◆ Text extract ◆
He believes that fascism never goes away, that it will always manifest itself in some context. Giroux used the U.S. as an example. The wealth and power held by the governing financial elite has created a state that does not care about the inequalities faced by most of its citizens.
Giroux links the above issues to the war on youth that much of his work has focused on, with the belief that youth are a long-term investment that are being written out of democracy.
CAMPUS POLITICS:
Giroux sees elements of youth being written out of democracy on our own campus. He also recognized that neoliberal ideology could have been a contributing cause to the province’s financial cuts to universities.
“The [ideal] model for education is now patterned after a business culture and with that, it seems to me, comes with an enormous set of dangers and anxieties,” stated Giroux.
According to Giroux, universities used to operate as public good; however, this is no longer their priority. Instead, universities are constantly worried about their bottom line, due in part to neoliberalism. This is especially evident in the elimination of or lack of funding for programs and courses that bring in less money for universities. Giroux cites the example of liberal arts education, which he believes is vital for every student to obtain. He believes this field teaches students a general understanding of our interactions with the world and how to become a socially responsible citizen; however, Giroux believes that liberal arts are being neglected in favour of teaching science and math.
While he understands that universities run deficits, this need to meet the bottom line can open the door for them to become influenced to opt-in to privatization and corporate influence. Giroux believes the only type of influence major corporations should have on campus are in the forms of sponsorships to allow the university to carry out its business as students are neither clients nor products.

◆ Entries provided ◆
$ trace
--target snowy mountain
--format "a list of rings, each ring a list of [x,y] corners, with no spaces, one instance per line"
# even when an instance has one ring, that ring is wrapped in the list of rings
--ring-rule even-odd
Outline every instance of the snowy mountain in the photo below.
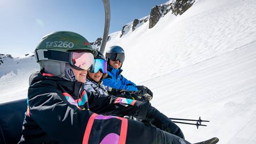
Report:
[[[106,47],[124,48],[123,75],[150,88],[152,105],[162,113],[210,121],[198,130],[178,124],[189,141],[217,137],[218,143],[254,144],[255,7],[254,0],[196,1],[151,28],[149,20],[133,31],[129,23],[122,37],[122,31],[109,35]],[[0,102],[26,98],[29,75],[39,68],[33,57],[1,58]]]

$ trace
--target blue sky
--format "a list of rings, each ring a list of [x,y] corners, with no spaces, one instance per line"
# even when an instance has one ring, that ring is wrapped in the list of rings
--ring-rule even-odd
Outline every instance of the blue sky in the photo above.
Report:
[[[109,33],[167,1],[110,0]],[[0,53],[33,52],[43,36],[54,31],[72,31],[95,41],[103,34],[104,14],[101,0],[0,0]]]

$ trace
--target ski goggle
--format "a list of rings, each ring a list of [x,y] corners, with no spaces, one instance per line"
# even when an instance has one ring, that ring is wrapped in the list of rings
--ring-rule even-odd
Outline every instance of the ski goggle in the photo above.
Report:
[[[94,57],[91,52],[78,50],[63,52],[51,50],[38,50],[35,51],[37,62],[41,60],[55,60],[69,63],[78,70],[89,70],[93,68]]]
[[[78,70],[89,70],[93,68],[94,57],[88,52],[71,52],[69,63]]]
[[[107,73],[107,61],[103,59],[94,59],[93,68],[90,72],[96,73],[100,70],[103,74]]]
[[[113,61],[116,61],[119,60],[121,62],[123,62],[124,61],[124,54],[123,53],[107,53],[106,54],[106,57],[109,58],[109,59]]]

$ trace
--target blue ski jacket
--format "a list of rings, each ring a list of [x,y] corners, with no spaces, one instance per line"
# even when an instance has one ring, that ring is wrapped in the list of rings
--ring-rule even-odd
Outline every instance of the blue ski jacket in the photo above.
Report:
[[[103,84],[117,90],[125,90],[130,91],[138,91],[136,85],[126,79],[121,74],[123,70],[115,69],[108,65],[108,76],[103,79]]]

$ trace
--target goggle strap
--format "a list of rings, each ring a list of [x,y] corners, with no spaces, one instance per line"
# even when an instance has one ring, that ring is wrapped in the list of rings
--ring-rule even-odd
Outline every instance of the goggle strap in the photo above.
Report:
[[[43,60],[52,60],[69,62],[69,52],[50,50],[39,50],[35,51],[37,62]]]

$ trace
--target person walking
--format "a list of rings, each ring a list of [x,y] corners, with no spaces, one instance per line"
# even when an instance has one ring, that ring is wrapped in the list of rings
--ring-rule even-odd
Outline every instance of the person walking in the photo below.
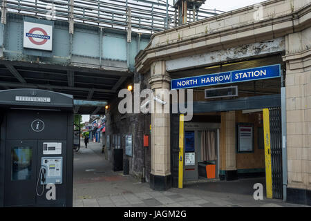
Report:
[[[84,137],[85,148],[88,148],[88,136],[85,136]]]

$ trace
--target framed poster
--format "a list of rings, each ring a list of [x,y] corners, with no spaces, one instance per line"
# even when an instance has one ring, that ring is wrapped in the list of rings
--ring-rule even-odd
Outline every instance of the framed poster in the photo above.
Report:
[[[133,136],[126,135],[125,136],[125,155],[132,157],[133,156]]]
[[[238,124],[238,153],[254,151],[254,126]]]
[[[258,148],[260,150],[265,149],[265,137],[263,136],[263,127],[258,127],[257,128],[257,141],[258,141]]]
[[[110,150],[110,135],[106,135],[106,148],[107,150]]]
[[[196,165],[196,153],[185,153],[185,166]]]
[[[23,48],[52,50],[53,25],[23,21]]]
[[[120,148],[121,148],[121,136],[120,136],[120,134],[118,134],[116,136],[116,139],[117,139],[117,140],[116,140],[116,145],[115,145],[115,146],[116,146],[117,148],[120,149]]]
[[[194,152],[194,131],[186,131],[185,138],[185,152]]]

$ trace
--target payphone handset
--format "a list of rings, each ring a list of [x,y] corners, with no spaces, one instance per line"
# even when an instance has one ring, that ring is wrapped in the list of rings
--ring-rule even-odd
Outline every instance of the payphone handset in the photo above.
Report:
[[[42,193],[38,193],[39,182],[43,185]],[[41,168],[37,182],[37,195],[41,196],[44,191],[44,185],[53,184],[62,184],[63,182],[63,157],[41,157]]]

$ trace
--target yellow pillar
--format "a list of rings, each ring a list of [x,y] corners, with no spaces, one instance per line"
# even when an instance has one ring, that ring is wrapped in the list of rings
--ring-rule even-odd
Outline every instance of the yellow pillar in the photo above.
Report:
[[[263,133],[265,135],[265,182],[267,198],[272,198],[272,173],[271,169],[270,121],[269,109],[263,109]]]
[[[184,179],[184,115],[179,119],[178,188],[182,188]]]

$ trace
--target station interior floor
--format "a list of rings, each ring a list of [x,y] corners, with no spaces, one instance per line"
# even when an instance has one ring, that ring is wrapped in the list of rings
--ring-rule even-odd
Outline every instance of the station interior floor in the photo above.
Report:
[[[148,182],[140,183],[131,175],[124,175],[122,171],[113,171],[99,143],[90,142],[88,148],[83,144],[74,155],[74,206],[305,206],[265,197],[255,200],[254,184],[263,183],[265,189],[265,177],[187,184],[183,189],[156,191],[150,189]]]

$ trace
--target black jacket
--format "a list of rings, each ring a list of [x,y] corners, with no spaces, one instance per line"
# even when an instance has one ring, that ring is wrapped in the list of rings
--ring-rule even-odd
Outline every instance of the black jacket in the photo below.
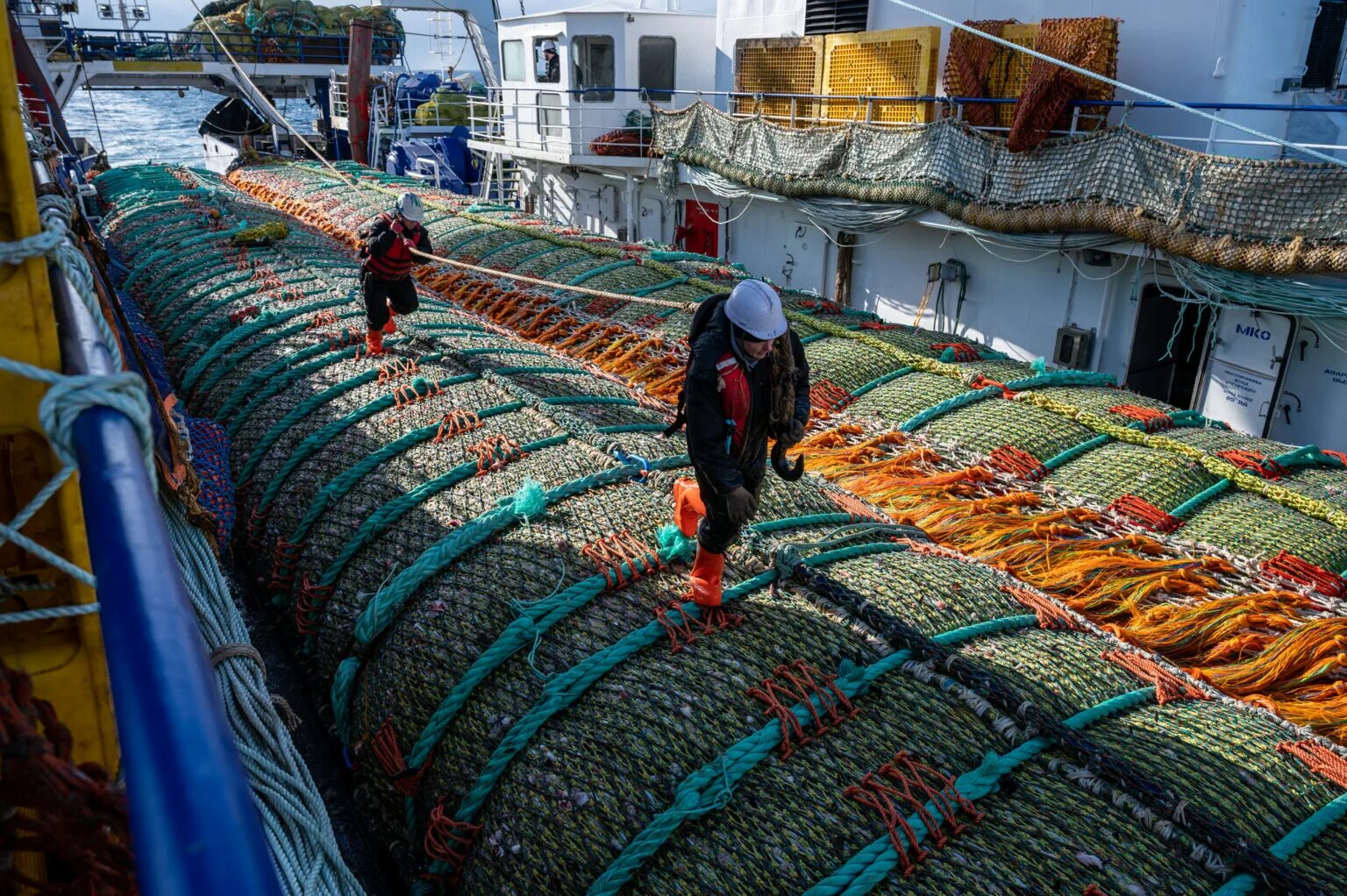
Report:
[[[766,465],[768,414],[772,400],[770,361],[762,358],[749,369],[735,345],[733,350],[749,380],[752,397],[742,447],[738,457],[731,457],[725,450],[727,427],[725,410],[721,404],[721,391],[717,388],[715,364],[726,352],[731,350],[733,330],[734,326],[725,317],[725,303],[722,302],[692,345],[687,383],[683,387],[687,408],[688,454],[696,469],[722,494],[744,485],[745,470],[761,476],[761,470]],[[787,330],[784,338],[791,340],[791,349],[795,354],[795,419],[800,423],[808,423],[810,364],[804,360],[804,348],[795,331]]]
[[[396,216],[389,216],[385,218],[383,214],[380,214],[373,221],[360,228],[358,233],[360,236],[365,237],[365,248],[369,251],[369,255],[379,257],[381,255],[387,255],[388,249],[393,248],[393,240],[397,238],[397,234],[393,233],[395,220]],[[407,230],[403,230],[403,233],[405,234]],[[422,252],[426,252],[427,255],[434,251],[430,247],[430,234],[426,233],[424,224],[416,225],[416,236],[414,241],[416,248]]]

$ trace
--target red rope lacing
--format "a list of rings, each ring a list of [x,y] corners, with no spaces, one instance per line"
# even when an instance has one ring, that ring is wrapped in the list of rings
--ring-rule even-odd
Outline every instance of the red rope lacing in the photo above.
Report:
[[[426,827],[426,839],[422,846],[430,858],[445,862],[453,869],[449,880],[453,887],[463,872],[467,852],[477,842],[482,826],[454,821],[449,810],[445,808],[445,799],[440,798],[435,803],[435,808],[430,810],[430,825]]]
[[[669,618],[672,610],[678,610],[680,621]],[[723,606],[703,606],[700,618],[692,618],[683,612],[682,602],[669,601],[655,608],[655,621],[663,625],[669,636],[669,653],[678,653],[703,635],[744,625],[744,616],[731,613]]]
[[[1278,551],[1276,556],[1269,556],[1259,563],[1265,573],[1290,579],[1297,585],[1312,587],[1328,597],[1347,597],[1347,579],[1335,573],[1329,573],[1321,566],[1315,566],[1309,561],[1303,561],[1294,554]]]
[[[1224,451],[1216,451],[1216,457],[1230,461],[1242,470],[1257,473],[1265,480],[1280,480],[1288,473],[1285,466],[1258,451],[1226,449]]]
[[[1013,445],[1002,445],[991,451],[987,455],[987,462],[1004,473],[1026,480],[1041,480],[1048,474],[1048,468],[1043,465],[1043,461]]]
[[[1140,420],[1142,426],[1146,427],[1146,433],[1173,428],[1175,424],[1173,418],[1164,411],[1141,407],[1140,404],[1114,404],[1109,408],[1109,411],[1121,416],[1129,416],[1133,420]]]
[[[1277,744],[1277,752],[1293,756],[1305,768],[1320,775],[1338,787],[1347,788],[1347,759],[1343,759],[1323,744],[1315,741],[1284,741]]]
[[[931,350],[944,354],[946,349],[954,349],[955,361],[981,361],[982,354],[967,342],[932,342]]]
[[[247,309],[240,309],[237,311],[230,311],[229,313],[229,321],[232,323],[242,323],[244,321],[247,321],[249,318],[255,318],[259,314],[261,314],[261,309],[259,309],[256,305],[249,305]]]
[[[1165,513],[1150,501],[1140,499],[1136,494],[1119,496],[1113,504],[1109,505],[1109,509],[1114,513],[1121,513],[1122,516],[1133,519],[1156,532],[1173,532],[1176,528],[1183,525],[1183,520],[1177,516]]]
[[[1199,687],[1189,684],[1153,659],[1131,651],[1105,651],[1100,656],[1114,666],[1121,666],[1148,684],[1156,686],[1156,702],[1164,706],[1169,701],[1206,701],[1211,697]]]
[[[393,787],[403,796],[415,796],[426,767],[422,765],[415,771],[407,768],[403,750],[397,746],[397,732],[393,730],[392,715],[385,718],[384,724],[374,732],[374,736],[369,738],[369,748],[374,750],[374,759],[379,760],[380,767],[383,767],[389,780],[392,780]]]
[[[920,819],[936,849],[950,842],[950,837],[964,831],[958,812],[964,812],[973,823],[985,818],[959,792],[954,779],[915,760],[907,750],[881,765],[877,773],[866,773],[859,784],[847,787],[842,795],[880,814],[884,826],[889,829],[889,842],[898,856],[898,868],[904,877],[916,870],[916,864],[931,854],[917,842],[916,831],[908,823],[908,815]],[[935,814],[928,806],[935,807]]]
[[[1039,617],[1039,628],[1052,629],[1079,629],[1076,620],[1067,613],[1065,608],[1057,606],[1047,597],[1030,591],[1029,589],[1002,585],[1001,590],[1020,601]]]
[[[377,383],[392,383],[401,376],[415,376],[420,373],[420,365],[416,358],[392,358],[391,361],[384,361],[379,365],[379,379]]]
[[[431,442],[439,445],[445,439],[451,439],[461,433],[480,430],[486,424],[482,423],[477,414],[457,407],[439,419],[439,428],[435,430],[435,438]]]
[[[313,635],[317,631],[318,613],[331,596],[331,585],[318,585],[304,575],[299,581],[299,596],[295,598],[295,631],[300,635]]]
[[[288,591],[290,586],[295,583],[295,563],[303,548],[303,542],[292,543],[283,538],[276,539],[276,548],[271,555],[271,583],[268,586],[271,590]]]
[[[832,380],[823,379],[810,387],[810,407],[823,414],[836,414],[854,400],[855,396]]]
[[[1013,399],[1016,395],[1018,395],[1018,392],[1014,392],[1010,388],[1008,388],[1006,384],[1002,383],[1001,380],[993,380],[991,377],[982,376],[981,373],[973,377],[973,381],[968,383],[970,389],[985,389],[989,385],[994,385],[998,389],[1001,389],[1001,397]]]
[[[492,435],[475,445],[467,446],[467,453],[477,455],[477,476],[486,476],[506,463],[528,457],[528,451],[508,435]]]
[[[605,535],[586,544],[581,548],[581,555],[594,562],[609,589],[621,587],[628,581],[636,581],[661,566],[655,551],[643,544],[629,530]],[[626,563],[629,573],[622,571],[622,563]],[[632,578],[628,579],[626,575]]]
[[[820,672],[804,660],[792,660],[777,666],[772,670],[770,678],[764,678],[746,694],[760,701],[765,707],[765,714],[780,722],[783,761],[791,757],[796,745],[804,745],[814,737],[822,737],[857,713],[846,694],[838,690],[835,676]],[[783,702],[781,698],[785,701]],[[804,733],[804,725],[791,711],[796,703],[808,710],[814,737]]]

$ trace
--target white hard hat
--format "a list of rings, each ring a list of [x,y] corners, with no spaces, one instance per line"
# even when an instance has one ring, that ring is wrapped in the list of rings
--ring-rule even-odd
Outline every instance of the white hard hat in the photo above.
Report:
[[[420,197],[415,193],[404,193],[397,197],[397,214],[403,216],[408,221],[416,221],[419,224],[424,213],[426,210],[420,203]]]
[[[781,299],[762,280],[741,280],[725,300],[725,317],[754,340],[775,340],[787,330]]]

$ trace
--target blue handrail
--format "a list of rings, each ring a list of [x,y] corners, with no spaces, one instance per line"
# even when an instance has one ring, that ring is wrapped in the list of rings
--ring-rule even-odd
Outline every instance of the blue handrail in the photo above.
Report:
[[[74,286],[51,286],[66,372],[116,372]],[[140,892],[280,896],[136,428],[92,407],[73,437]]]

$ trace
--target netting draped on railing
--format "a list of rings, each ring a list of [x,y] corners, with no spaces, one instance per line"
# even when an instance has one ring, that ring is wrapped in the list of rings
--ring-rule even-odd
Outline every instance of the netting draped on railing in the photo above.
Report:
[[[1043,892],[1214,892],[1238,874],[1284,892],[1347,883],[1331,823],[1347,811],[1335,800],[1347,779],[1325,742],[1130,652],[1024,581],[892,540],[915,531],[818,478],[768,481],[756,532],[729,558],[727,613],[713,621],[679,604],[690,546],[667,524],[671,480],[687,468],[679,439],[656,438],[682,358],[678,302],[524,291],[428,265],[423,282],[457,307],[424,298],[399,318],[405,334],[387,342],[389,356],[364,357],[339,244],[292,228],[290,247],[240,253],[229,230],[272,213],[207,175],[179,175],[187,183],[154,190],[100,182],[108,230],[193,411],[233,433],[241,556],[311,648],[315,682],[333,684],[358,804],[381,842],[399,843],[416,887],[866,892],[892,872],[929,893],[997,880]],[[308,167],[233,179],[339,237],[388,202]],[[385,183],[407,182],[368,181]],[[174,229],[189,190],[218,199],[220,230]],[[682,302],[735,276],[713,259],[423,195],[450,257]],[[985,408],[1047,415],[1029,431],[1067,419],[999,397],[1017,387],[1041,397],[1012,362],[826,302],[796,296],[792,318],[816,381],[843,396],[831,403],[838,422],[866,400],[896,407],[893,389],[909,384],[985,395],[927,414],[925,435],[882,445],[892,455],[851,446],[849,470],[881,481],[929,468],[952,493],[924,507],[948,508],[950,528],[998,501],[1016,508],[1005,523],[1018,528],[1001,530],[1008,548],[1056,546],[1045,539],[1072,525],[1111,540],[1121,562],[1106,594],[1138,609],[1203,605],[1203,590],[1254,600],[1262,573],[1245,561],[1227,570],[1160,536],[1138,540],[1118,515],[1057,509],[1043,486],[923,441]],[[973,371],[997,388],[964,383]],[[1110,392],[1118,406],[1138,400]],[[1055,400],[1090,407],[1092,395]],[[889,414],[921,416],[933,402],[920,396]],[[1126,446],[1160,423],[1096,414],[1087,423],[1115,427]],[[827,474],[828,451],[853,437],[839,430],[830,449],[834,420],[823,423],[810,451]],[[1098,438],[1088,424],[1072,423],[1084,431],[1068,427],[1067,439]],[[960,503],[958,482],[979,480],[993,494]],[[1152,542],[1157,569],[1172,565],[1158,585],[1156,569],[1126,561]],[[1331,622],[1299,628],[1323,637]],[[1032,858],[1044,854],[1060,861]]]
[[[1010,233],[1102,230],[1239,271],[1347,271],[1339,166],[1204,155],[1126,127],[1016,154],[952,120],[789,128],[706,102],[652,115],[663,164],[785,197],[915,203]]]

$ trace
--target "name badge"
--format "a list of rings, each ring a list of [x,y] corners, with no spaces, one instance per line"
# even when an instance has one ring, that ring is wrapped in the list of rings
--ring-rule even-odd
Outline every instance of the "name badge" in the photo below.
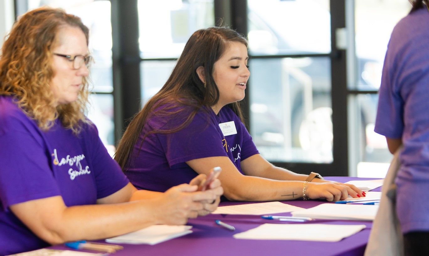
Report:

◆ What to do ◆
#1 In the Giroux text, which field of education does Giroux say is being neglected in favor of science and math?
#2 Please carry on the Giroux text, starting right after its final sentence.

◆ The answers ◆
#1 Liberal arts education.

#2
“We have an obligation as educators, not to prepare students for just the work, but to prepare them for the world and what it means.”
When asked about the Ford government’s stance on OSAP cuts, Giroux believes that the government has a limited notion of investment, likely stemming from neoliberalist ideals.
“You don’t invest in students, for them to return profits . . . you invest in students and do everything you can to make sure that they can distinguish between meaningful work and meaningless work; that they can have some vision of the future that’s rooted in democratic values, that has some sense of compassion for what it means to live in a world in which we’re completely interdependent.
The Terror of the Unforeseen is the 71st book by Henry Giroux.
“I write because I believe that writing matters, I believe that elevating ideas into the public realm may help change the way people view the world,” said Giroux.
Stay tuned for part two of this series featuring our interview with Julian Casablancas.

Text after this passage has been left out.